■ Requirements
• 1. From the grant application section below, list every item that the cost information should include.
• 2. Using the grant application section below, answer each question briefly.
(a) What is the cost for this phase of the project?
(b) What software will be used to prepare the conceptual drawings?
(c) Who will conduct the site visit?

■ Extract to read
■ ■ ■ ■
4.4 Proposed New System Costs (Total Estimated Costs and proposed Revenues)
The level of cost information provided will vary according to the phase of funding requested and
any previous work the applicant may have done on the project. Applicants must reference the
source of their cost data. For example: Applicants Records or Analysis, Industry Standards,
Consultant or Manufacturer’s estimates.
4.4.1 Project Development Cost
Provide detailed project cost information based on your current knowledge and understanding of
the project. Cost information should include the following:
• Total anticipated project cost, and cost for this phase
• Requested grant funding
• Applicant matching funds – loans, capital contributions, in-kind
• Identification of other funding sources
• Projected capital cost of proposed renewable energy system
• Projected development cost of proposed renewable energy system
The total anticipated project cost will be developed through this feasibility study. Based on the
Alaska Energy Authority order of magnitude cost estimates for geothermal projects in Alaska the
anticipated total project cost is $200 to 300 Million, or between $5,000 and $7,500 per installed
net kW electric. This is in agreement with independent cost estimating conducted by KSLC.
The cost for this phase of the project is $3,225,500.
Renewable Energy Fund
Grant Application
AEA 09-004 Grant Application Page 21 of 29 10/8/2008
The projected capital and development cost of the proposed renewable energy system will be
developed through this project. Grant funds will be used to develop the capital and development
costs by conducting the following tasks:
1) Develop Conceptual Civil Design of 3 alternative site locations.
2) Develop well location/drilling plan for the geothermal field.
3) Evaluate the Electrical Integration of the system into the Unalaska system.
4) Evaluate Geothermal power plant energy conversion technology alternatives.
5) Develop the Geothermal fluid gathering pipeline, transport and return pipelines and
reinjection system.
6) Evaluate the Transmission line and subsea cable.
7) Evaluate the technology, costs and feasibility of Geothermal-electric Energy Conversion
8) Demonstrate and evaluate Energy Conversion to a “transportable renewable fuel”,
PHEV, and potential markets.
HDL will develop conceptual drawings for the project that describe the work necessary to
develop the infrastructure for the overall project. Drawings will be prepared using
AutoCAD® 2005 on 22” x 34” sheets with the ability to half-size to 11” x 17” drawings. The basis
of the drawings will be existing aerial photography and USGS topographic sheets. The
conceptual design and evaluations will be used to develop 35 percent cost estimates and identify
long-lead items.
Task 1) Develop Conceptual Civil Design
HDL will develop conceptual civil design of the three alternative power plant locations. The civil
design will lay out the infrastructure that is needed and determine site design for the various
components of the project: road alignments, power plant location and site design, pipeline
alignments, transmission line alignments, port location and configuration, and location and need
of utilities, housing facilities, and equipment facilities. As part of the conceptual civil design the
size of the facilities, the foundation elements and types, the configuration, and the necessary
construction components will be identified. Of particular concern to the foundation of structures
will be the nature of the river valley subsurface condition. Soft ground due to high water tables
will have impact on the foundations that can be used. Identification of potential material sources
and quality of the material will also be needed in order to determine costs of fill material. A site
visit will be conducted by our principal civil engineer and senior civil engineer so that they can
have a better understanding of the area. Once on site we will examine possible sites,
topography, vegetation, wetlands, flood elevation information, material sources, local equipment
and personnel.
■ ■ ■ ■
■ Raw records
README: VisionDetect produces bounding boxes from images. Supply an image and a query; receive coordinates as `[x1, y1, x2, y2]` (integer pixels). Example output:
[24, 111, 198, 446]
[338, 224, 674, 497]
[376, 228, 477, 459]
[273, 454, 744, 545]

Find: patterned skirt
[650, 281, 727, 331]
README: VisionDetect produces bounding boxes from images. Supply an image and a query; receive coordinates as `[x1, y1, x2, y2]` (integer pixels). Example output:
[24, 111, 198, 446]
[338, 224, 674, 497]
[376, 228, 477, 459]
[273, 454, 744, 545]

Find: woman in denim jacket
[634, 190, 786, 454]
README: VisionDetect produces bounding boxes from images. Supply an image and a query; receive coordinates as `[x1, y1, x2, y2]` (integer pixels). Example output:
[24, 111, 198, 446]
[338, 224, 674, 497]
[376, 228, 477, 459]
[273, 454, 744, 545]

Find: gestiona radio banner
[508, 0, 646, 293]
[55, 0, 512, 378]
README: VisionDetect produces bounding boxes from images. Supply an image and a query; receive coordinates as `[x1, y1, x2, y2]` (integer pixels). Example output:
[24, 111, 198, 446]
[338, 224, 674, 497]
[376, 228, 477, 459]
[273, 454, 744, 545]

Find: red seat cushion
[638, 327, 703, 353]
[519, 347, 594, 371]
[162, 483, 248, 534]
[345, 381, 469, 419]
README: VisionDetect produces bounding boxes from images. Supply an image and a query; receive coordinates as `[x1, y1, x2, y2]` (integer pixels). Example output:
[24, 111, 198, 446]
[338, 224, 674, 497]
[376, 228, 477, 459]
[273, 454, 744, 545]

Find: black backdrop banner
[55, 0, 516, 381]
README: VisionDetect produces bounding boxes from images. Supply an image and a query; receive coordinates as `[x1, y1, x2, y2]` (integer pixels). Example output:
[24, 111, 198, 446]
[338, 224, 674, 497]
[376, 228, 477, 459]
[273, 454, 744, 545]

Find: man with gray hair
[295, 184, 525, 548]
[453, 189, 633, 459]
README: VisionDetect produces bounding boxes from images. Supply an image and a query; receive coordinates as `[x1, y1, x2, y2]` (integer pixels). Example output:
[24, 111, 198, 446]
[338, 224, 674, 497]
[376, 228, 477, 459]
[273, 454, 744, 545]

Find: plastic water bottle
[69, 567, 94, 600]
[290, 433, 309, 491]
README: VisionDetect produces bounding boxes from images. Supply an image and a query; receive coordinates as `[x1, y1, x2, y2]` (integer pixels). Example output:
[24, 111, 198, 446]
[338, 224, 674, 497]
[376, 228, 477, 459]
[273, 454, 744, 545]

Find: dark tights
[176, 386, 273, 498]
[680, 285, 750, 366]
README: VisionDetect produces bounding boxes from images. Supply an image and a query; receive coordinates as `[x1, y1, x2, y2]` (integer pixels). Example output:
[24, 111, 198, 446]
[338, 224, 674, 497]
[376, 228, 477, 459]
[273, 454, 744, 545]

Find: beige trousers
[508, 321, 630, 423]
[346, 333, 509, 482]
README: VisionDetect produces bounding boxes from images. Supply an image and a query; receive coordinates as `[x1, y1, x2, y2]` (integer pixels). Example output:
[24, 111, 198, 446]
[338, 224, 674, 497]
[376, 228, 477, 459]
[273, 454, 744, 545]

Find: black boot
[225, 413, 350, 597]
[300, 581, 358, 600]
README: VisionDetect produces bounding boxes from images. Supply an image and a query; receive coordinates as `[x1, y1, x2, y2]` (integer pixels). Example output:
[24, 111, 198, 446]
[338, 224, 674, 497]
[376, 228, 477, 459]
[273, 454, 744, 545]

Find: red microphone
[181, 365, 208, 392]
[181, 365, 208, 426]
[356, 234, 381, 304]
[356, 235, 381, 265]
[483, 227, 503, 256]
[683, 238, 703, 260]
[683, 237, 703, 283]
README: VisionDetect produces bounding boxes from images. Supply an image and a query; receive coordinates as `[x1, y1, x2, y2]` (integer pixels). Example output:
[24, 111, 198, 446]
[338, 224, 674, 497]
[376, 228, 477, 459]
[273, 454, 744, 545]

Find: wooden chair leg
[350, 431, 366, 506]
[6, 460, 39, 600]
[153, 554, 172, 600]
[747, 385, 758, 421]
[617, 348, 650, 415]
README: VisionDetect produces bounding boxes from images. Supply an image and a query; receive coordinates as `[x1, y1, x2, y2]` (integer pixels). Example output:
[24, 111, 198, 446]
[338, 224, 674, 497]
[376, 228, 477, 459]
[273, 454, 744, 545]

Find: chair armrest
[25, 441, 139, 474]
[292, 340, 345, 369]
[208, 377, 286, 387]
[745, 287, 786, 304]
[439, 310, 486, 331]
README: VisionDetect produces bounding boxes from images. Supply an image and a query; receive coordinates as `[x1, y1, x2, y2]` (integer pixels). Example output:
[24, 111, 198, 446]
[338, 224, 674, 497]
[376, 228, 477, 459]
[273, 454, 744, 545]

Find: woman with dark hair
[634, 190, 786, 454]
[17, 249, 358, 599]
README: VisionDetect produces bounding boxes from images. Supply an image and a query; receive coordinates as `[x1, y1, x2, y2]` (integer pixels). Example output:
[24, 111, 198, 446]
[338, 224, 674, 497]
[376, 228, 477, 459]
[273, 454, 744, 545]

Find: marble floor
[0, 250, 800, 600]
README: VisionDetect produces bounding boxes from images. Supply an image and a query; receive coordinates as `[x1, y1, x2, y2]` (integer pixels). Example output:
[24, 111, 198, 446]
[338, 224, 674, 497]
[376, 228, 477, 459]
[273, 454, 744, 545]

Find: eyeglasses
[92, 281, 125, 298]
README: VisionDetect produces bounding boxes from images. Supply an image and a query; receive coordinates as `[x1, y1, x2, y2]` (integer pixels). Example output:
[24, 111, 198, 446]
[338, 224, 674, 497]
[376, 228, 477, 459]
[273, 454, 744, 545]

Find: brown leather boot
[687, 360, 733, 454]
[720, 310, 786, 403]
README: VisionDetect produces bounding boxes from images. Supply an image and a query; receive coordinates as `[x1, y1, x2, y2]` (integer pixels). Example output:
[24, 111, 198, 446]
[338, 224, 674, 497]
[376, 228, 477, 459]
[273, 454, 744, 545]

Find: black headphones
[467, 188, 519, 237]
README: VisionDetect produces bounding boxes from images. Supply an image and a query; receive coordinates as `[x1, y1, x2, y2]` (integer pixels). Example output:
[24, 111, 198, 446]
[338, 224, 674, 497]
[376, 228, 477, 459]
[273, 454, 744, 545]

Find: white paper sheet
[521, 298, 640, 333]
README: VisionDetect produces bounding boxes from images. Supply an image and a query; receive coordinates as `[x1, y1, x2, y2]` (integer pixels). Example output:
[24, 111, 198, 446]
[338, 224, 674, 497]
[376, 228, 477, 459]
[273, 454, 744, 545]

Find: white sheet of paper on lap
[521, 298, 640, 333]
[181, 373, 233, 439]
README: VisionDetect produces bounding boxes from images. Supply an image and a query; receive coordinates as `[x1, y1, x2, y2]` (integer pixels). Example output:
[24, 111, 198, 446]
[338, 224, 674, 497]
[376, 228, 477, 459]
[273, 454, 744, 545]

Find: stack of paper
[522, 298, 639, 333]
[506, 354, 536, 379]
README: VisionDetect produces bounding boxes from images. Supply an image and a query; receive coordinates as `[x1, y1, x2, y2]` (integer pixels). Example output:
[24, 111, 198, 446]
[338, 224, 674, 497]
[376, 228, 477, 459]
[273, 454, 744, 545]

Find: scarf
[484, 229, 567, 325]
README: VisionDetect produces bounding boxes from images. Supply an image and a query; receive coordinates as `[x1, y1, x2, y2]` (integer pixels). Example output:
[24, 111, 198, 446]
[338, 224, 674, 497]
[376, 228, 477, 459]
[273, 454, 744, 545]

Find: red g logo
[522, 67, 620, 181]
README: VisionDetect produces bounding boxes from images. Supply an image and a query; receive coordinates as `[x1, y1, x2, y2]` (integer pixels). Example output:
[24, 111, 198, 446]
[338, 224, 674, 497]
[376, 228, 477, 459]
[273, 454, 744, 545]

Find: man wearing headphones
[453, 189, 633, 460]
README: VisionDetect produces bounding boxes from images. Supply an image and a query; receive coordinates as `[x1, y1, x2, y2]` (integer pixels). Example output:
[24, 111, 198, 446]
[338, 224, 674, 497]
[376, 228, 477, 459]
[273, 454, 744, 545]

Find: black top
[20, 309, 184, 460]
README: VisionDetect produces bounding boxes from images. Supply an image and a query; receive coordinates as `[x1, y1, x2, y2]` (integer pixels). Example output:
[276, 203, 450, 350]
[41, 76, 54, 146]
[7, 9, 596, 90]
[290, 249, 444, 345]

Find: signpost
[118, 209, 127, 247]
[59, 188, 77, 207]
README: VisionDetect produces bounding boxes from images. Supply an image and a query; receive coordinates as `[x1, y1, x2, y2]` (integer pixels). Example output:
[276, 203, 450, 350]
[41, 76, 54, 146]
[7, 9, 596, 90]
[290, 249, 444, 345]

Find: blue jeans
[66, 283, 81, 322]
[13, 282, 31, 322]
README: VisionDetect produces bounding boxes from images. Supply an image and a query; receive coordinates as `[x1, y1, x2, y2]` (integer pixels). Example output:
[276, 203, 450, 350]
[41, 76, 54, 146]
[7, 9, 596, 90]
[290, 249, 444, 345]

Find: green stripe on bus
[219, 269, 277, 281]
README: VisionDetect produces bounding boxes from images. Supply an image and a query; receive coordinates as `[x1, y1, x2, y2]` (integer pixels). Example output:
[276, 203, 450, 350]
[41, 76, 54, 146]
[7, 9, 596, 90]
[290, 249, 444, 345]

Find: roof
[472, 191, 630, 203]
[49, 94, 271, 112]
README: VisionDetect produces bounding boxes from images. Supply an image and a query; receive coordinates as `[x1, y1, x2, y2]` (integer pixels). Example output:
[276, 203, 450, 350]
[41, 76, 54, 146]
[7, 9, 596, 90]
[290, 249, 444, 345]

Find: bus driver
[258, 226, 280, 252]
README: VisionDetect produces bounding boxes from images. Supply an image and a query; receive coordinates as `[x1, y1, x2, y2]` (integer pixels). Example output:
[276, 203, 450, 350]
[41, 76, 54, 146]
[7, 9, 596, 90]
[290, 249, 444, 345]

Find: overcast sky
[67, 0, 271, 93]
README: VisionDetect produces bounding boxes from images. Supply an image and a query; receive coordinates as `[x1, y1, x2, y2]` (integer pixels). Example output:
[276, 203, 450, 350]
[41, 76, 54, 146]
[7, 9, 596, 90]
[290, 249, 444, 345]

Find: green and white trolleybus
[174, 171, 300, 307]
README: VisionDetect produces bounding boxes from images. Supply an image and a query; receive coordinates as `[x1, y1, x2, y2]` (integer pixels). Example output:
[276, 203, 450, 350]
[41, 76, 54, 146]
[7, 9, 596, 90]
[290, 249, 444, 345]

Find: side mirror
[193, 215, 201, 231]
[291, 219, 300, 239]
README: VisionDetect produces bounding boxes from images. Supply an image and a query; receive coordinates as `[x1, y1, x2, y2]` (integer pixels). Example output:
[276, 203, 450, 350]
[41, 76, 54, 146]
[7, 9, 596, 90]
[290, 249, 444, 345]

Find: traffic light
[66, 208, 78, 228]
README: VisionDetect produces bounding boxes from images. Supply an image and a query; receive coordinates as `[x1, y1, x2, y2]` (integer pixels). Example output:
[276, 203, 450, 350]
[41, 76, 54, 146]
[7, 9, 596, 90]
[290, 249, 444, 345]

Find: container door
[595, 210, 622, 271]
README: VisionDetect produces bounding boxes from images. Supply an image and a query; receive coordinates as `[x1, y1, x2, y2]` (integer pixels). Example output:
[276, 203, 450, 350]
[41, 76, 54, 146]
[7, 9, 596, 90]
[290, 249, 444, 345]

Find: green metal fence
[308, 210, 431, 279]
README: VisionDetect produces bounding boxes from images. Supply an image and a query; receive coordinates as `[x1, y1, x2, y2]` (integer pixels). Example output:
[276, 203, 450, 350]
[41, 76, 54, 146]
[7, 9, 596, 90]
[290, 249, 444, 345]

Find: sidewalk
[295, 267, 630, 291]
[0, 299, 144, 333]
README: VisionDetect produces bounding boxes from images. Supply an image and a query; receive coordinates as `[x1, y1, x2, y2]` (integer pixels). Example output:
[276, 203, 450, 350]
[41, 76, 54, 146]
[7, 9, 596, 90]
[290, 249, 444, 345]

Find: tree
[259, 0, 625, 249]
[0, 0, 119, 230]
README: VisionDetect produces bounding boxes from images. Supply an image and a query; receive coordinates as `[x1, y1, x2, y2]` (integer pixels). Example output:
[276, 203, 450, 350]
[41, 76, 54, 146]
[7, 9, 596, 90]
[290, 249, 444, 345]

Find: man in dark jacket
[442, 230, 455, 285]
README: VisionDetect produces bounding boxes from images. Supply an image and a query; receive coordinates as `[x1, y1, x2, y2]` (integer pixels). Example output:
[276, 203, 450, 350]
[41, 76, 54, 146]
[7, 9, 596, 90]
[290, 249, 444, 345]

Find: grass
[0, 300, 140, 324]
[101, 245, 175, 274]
■ ■ ■ ■
■ Results for the exercise
• 1.
- Total anticipated project cost, and cost for this phase
- Requested grant funding
- Applicant matching funds – loans, capital contributions, in-kind
- Identification of other funding sources
- Projected capital cost of proposed renewable energy system
- Projected development cost of proposed renewable energy system

• 2.
(a) $3,225,500
(b) AutoCAD® 2005
(c) The principal civil engineer and the senior civil engineer